▶ **Page excerpt**
********************

MIT researchers swap diabetic needles for oral insulin delivery

A capsule no bigger than a blueberry could be the future of insulin delivery for type 1 diabetics, according to researchers at MIT.

Giovanni Traverso, PhD, an assistant professor at Brigham and Women’s Hospital at Harvard Medical School and a visiting scientist in MIT’s department of mechanical engineering, co-led the group of scientists who developed the pill, a biodegradable capsule that contains a small needle made of compressed insulin. The insulin self-injects once it reaches a patient’s stomach, circumventing the need for uncomfortable daily injections.

“Our motivation is to make it easier for patients to take medication, particularly medications that require an injection,” Traverso said in a press release. “The classic one is insulin, but there are many others.”

Any protein drugs that typically need to be injected, like the immunosuppressants used to treat rheumatoid arthritis or inflammatory bowel disease, could benefit from this new method, he said. It might even work for nucleic acids like DNA and RNA.

The innovation stems from one of Traverso and his colleagues’ past studies, in which they developed a pill coated with tiny needles to inject drugs into the lining of the small intestine or stomach. But that design wasn’t streamlined and allowed for the possibility of drugs to inject themselves into the interior of the stomach, where they would be broken down by stomach acids before they could have any effect.

The researchers pared their design down to a capsule fitted with a singular needle—one made of nearly 100 percent compressed, freeze-dried insulin. The shaft of the needle is made from a biodegradable material and the needle itself is attached to a compressed spring held in place by a disk made of sugar. When a patient swallows the capsule, water in the stomach dissolves the sugar disk, releasing the spring and injecting the needle into the stomach wall.

********************

▶ **What the exercise asks**
Continue the article on MIT's oral insulin capsule from the point where it stops. The rows that follow are not needed for anything here.

********************

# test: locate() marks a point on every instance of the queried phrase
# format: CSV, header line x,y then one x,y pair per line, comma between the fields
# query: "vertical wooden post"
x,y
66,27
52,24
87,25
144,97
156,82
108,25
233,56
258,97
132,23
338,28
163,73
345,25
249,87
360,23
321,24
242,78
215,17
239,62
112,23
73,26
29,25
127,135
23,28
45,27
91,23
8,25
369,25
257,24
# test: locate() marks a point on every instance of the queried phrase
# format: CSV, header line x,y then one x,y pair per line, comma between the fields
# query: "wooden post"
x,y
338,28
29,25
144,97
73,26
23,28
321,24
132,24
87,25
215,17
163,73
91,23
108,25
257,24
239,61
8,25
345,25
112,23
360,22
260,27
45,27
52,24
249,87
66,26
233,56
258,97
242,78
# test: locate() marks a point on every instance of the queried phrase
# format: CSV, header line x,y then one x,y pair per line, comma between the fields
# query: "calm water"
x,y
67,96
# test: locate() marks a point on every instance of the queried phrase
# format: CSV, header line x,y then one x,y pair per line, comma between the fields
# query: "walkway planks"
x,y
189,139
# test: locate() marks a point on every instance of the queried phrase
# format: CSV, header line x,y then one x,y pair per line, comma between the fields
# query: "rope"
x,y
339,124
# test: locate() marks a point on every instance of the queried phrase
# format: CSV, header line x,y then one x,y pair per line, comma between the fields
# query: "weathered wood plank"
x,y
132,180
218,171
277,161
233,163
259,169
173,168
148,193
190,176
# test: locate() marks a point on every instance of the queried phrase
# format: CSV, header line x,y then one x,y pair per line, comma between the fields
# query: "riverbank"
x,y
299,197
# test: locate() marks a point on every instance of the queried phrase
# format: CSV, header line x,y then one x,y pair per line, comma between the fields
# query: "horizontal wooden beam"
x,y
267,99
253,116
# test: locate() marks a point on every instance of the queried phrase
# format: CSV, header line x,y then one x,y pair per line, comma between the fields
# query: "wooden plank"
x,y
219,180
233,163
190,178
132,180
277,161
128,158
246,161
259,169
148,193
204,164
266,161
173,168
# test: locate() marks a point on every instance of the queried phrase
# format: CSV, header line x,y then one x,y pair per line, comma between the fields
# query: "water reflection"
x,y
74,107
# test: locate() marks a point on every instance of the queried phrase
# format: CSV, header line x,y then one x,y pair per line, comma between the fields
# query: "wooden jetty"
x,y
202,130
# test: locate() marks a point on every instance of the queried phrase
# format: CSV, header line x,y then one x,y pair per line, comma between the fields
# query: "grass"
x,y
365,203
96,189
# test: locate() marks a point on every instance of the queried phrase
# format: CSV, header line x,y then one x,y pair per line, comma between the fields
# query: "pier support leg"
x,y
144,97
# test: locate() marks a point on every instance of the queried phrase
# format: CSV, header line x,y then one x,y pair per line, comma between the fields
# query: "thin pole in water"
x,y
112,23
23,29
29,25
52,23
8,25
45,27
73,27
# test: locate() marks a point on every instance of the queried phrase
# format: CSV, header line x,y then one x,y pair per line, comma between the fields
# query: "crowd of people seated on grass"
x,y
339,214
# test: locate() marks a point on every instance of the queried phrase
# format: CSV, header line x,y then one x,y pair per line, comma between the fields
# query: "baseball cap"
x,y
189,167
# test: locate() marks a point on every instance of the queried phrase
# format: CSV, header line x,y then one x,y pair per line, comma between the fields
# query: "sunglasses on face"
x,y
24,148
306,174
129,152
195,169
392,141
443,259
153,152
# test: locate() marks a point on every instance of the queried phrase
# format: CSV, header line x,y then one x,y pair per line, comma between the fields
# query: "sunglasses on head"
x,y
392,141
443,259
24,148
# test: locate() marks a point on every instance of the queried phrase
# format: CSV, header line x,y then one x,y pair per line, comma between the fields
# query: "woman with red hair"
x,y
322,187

********************

▶ **Answer space**
Traverso said his colleagues assume diabetic patients won’t be able to feel the injection, since the stomach wall has no pain receptors. The method hasn’t been tested in humans yet, but the researchers recently wrapped a study in which they successfully delivered 300 micrograms of insulin to pig models using the capsule approach. Even more recently, Traverso said they’ve been able to increase that dose to 5 milligrams, a comparable amount to that a type 1 diabetic would need to take.

To ensure the capsule injects its needle properly, the MIT team made the pill bottom-heavy, drawing inspiration from the African leopard tortoise, whose steep shell allows it to right itself if it rolls onto its back. So, even in the volatile environment of the stomach, the capsule will reorient itself for a successful injection.

“As soon as you take it, you want the system to self-right so that you can ensure contact with the tissue,” Traverso said.

Once the tip of the needle is injected into the stomach wall, the insulin dissolves at a pace set by the research team. In the pig study, it took about an hour for all the insulin to release into the animals’ bloodstreams.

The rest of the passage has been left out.